START Material shown

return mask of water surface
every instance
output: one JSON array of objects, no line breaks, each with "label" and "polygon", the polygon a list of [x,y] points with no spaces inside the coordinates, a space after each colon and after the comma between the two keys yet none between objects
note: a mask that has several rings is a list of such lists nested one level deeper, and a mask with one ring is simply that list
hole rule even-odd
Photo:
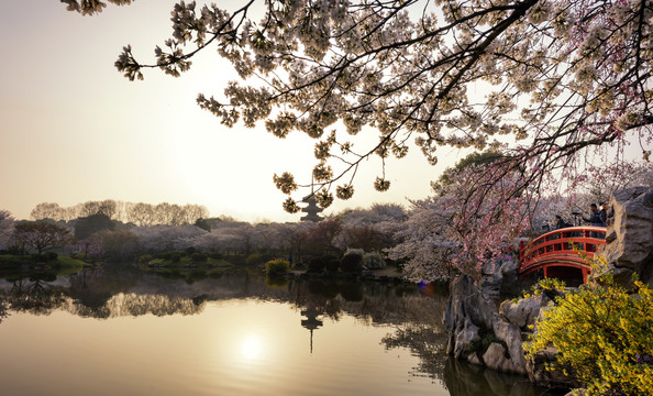
[{"label": "water surface", "polygon": [[[99,270],[2,282],[7,395],[540,395],[445,356],[446,295],[412,285]],[[52,280],[52,279],[49,279]]]}]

END Material shown

From the records above, keep only the lines that contain the string "polygon". Case counts.

output: one JSON array of objects, no line breaks, each with "label" and "polygon", the polygon a list of [x,y] points with no spaces inside the coordinates, a space after each colon and after the comma between the two keys yet none between objects
[{"label": "water surface", "polygon": [[[99,270],[2,282],[7,395],[540,395],[445,356],[446,295],[412,285]],[[52,280],[52,279],[49,279]]]}]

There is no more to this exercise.